* **WHAT TO PRODUCE**
Decide whether each statement agrees with the passage on revolutionary leadership. Answer yes or no for each, and quote the words of the passage that decide it.
(a) The leadership's tasks are too many for one person to perform.
(b) The leadership should adopt the views of the masses in order to stay in touch with them.
(c) The passage offers several criteria for judging a leadership.

The leadership has a host of other tasks, each, however small, contributing to the development of the revolution. These tasks are too many for any one person to perform. That is why we speak of a leadership and not of leaders. Because there must be division of labour, there must be a group of persons to perform these tasks. Each person must be a master at his own particular job and collectively the leadership must be capable of performing all these many and difficult tasks.

These are some of the things that we must take into consideration when we think about the task of leadership.

Learn From The Masses

In our case we are fortunate in having a group of men who have proved over many difficult years their ability to perform these tasks. The only thing the leadership has undertaken is to guide the revolution along the road to success. It has undertaken to see to it that the revolution does not end in chaos. It has undertaken to perform the difficult task of directing the forces of progress.

This is something that is sometimes forgotten, the leadership does not only play a passive role. It plays a very positive role of guiding and directing. It must be in constant touch with the masses, but it must not lag behind the masses. It must learn from the masses, but it must not adopt mistaken views of the masses. The leadership must lead. It must correct the people where they are wrong. It must convince the people of the correctness of its policies. This job is also complicated by the conditions of illegal work. It is difficult to establish and to maintain contact. Contact is sometimes broken and is difficult to re-establish.

These then are some of the things that we must have in mind when we look at a revolutionary leadership. The question to ask is, whether the leadership is performing these tasks. There is no other criterion. Nobody has promised anybody that the life of a revolutionary is going to be an easy one. The leadership has undertaken to guide the revolution to a successful completion. In the course of doing this many unpleasant decisions have to be taken.

* **DATA LISTING**
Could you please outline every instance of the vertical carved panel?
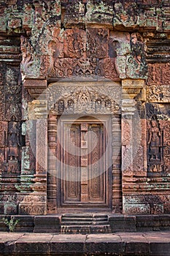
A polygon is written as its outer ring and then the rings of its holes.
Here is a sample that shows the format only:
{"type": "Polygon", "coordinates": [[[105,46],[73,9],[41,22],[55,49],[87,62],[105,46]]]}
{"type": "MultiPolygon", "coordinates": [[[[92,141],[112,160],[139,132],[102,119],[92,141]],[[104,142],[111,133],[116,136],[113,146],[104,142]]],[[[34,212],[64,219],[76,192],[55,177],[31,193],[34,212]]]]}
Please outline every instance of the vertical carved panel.
{"type": "Polygon", "coordinates": [[[89,125],[89,201],[104,202],[105,163],[104,158],[104,130],[100,124],[89,125]]]}
{"type": "Polygon", "coordinates": [[[64,202],[80,200],[80,126],[65,125],[63,144],[64,202]]]}
{"type": "Polygon", "coordinates": [[[52,116],[48,119],[48,173],[47,173],[47,208],[49,213],[56,212],[56,157],[57,120],[52,116]]]}
{"type": "Polygon", "coordinates": [[[119,116],[112,118],[112,207],[114,212],[120,212],[122,209],[122,172],[120,170],[120,141],[121,128],[119,116]]]}

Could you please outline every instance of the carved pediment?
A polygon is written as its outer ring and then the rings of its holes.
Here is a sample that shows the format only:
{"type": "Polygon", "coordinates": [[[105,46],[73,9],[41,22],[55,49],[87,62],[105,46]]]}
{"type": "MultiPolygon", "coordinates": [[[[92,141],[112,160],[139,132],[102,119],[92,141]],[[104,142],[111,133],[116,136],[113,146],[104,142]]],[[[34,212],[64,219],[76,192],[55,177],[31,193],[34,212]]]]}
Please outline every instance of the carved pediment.
{"type": "Polygon", "coordinates": [[[120,90],[112,86],[61,86],[50,88],[49,110],[62,114],[119,113],[120,90]],[[60,94],[58,93],[60,91],[60,94]]]}

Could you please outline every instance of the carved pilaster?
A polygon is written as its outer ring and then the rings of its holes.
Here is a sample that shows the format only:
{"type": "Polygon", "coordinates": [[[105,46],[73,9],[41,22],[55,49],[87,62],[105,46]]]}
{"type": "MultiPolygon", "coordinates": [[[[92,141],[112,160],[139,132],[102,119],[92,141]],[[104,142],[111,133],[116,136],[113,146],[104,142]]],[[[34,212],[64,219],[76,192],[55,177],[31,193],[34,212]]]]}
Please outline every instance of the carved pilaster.
{"type": "Polygon", "coordinates": [[[57,116],[48,118],[48,173],[47,173],[47,211],[56,213],[56,148],[57,148],[57,116]]]}
{"type": "Polygon", "coordinates": [[[112,209],[113,212],[121,212],[122,186],[120,167],[121,128],[119,115],[112,116],[112,209]]]}
{"type": "MultiPolygon", "coordinates": [[[[129,194],[136,193],[138,176],[146,176],[146,145],[143,144],[146,122],[141,118],[136,100],[145,100],[144,81],[123,81],[122,100],[122,188],[123,202],[129,194]],[[144,129],[144,130],[143,130],[144,129]]],[[[123,204],[123,212],[127,208],[123,204]]]]}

* **ANSWER TO THE EXERCISE**
(a) Yes: "These tasks are too many for any one person to perform."
(b) No: "It must learn from the masses, but it must not adopt mistaken views of the masses."
(c) No: "There is no other criterion."